— DATASET EXTRACT —
• • • •

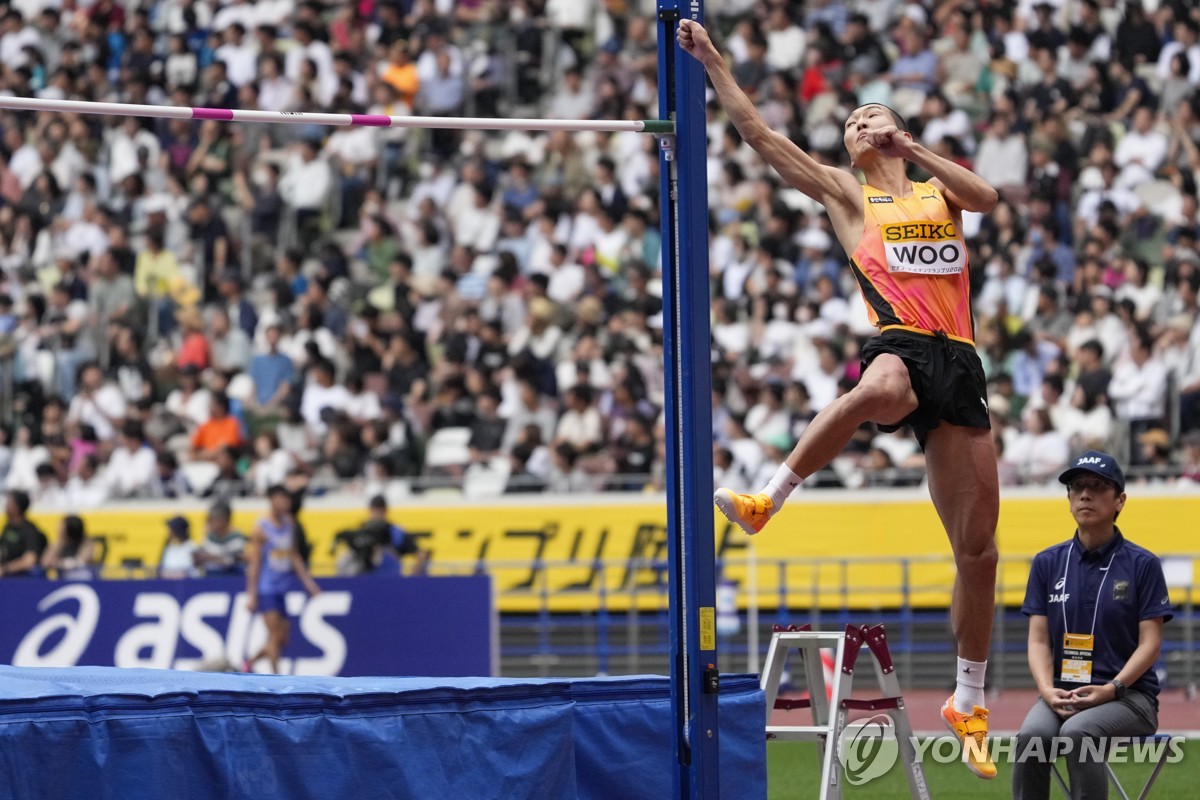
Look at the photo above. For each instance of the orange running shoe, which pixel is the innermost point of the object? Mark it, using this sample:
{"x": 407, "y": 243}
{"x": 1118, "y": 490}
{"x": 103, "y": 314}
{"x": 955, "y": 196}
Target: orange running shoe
{"x": 749, "y": 512}
{"x": 972, "y": 733}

• • • •

— DIRECTIVE —
Print the entries above verbatim, line for line, omitting the image.

— OUTPUT OF THE TASK —
Look at the photo above. For each instance of the orange running shoe, which pixel is the innermost point of the object? Mark it, using this sample:
{"x": 407, "y": 243}
{"x": 1118, "y": 490}
{"x": 103, "y": 314}
{"x": 955, "y": 196}
Target: orange running shoe
{"x": 749, "y": 512}
{"x": 972, "y": 733}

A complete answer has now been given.